_PROBLEM REQUIREMENTS_:
Count the lines below that contain the word "cookie" and give only that number.

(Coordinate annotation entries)
# # #

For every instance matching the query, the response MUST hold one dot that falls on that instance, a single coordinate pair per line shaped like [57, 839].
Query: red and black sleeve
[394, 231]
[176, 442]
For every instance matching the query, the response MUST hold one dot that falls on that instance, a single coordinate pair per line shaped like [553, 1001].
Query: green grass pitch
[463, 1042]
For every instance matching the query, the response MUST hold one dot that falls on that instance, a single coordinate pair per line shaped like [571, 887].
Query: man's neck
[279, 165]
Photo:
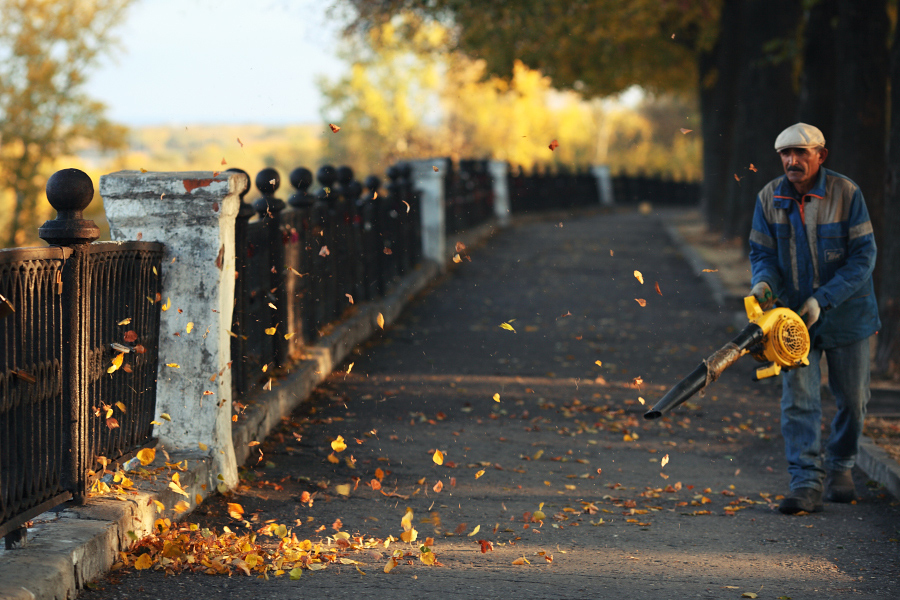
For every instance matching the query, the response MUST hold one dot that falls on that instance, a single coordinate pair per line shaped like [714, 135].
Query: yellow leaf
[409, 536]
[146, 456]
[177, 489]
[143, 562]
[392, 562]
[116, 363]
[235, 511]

# # #

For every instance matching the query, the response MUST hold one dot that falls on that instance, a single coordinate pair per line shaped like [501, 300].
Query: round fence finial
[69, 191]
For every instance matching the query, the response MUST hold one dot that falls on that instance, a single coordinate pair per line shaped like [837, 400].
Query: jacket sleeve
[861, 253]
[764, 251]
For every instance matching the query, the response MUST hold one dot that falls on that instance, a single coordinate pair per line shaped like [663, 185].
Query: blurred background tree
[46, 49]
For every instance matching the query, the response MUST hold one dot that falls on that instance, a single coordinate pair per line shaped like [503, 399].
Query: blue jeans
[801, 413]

# # #

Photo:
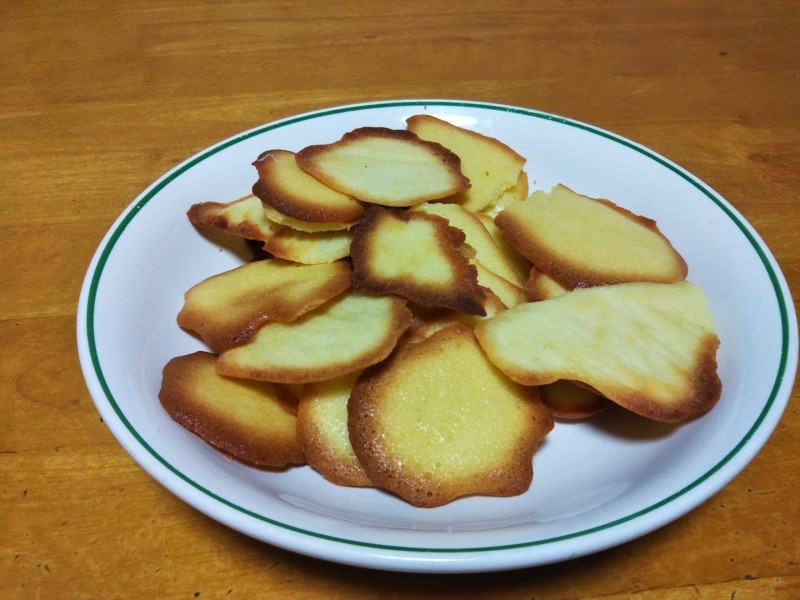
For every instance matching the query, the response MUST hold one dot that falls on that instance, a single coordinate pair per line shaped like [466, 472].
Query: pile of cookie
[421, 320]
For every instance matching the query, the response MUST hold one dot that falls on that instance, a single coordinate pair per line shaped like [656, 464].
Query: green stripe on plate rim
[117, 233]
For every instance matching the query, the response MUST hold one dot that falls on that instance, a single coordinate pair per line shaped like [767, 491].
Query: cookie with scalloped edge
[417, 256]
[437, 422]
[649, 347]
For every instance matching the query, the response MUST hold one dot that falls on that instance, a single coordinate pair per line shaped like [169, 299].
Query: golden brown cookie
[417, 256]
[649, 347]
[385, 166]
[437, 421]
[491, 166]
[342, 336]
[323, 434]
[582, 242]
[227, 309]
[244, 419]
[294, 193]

# # #

_ANSWER TO THIS TASK_:
3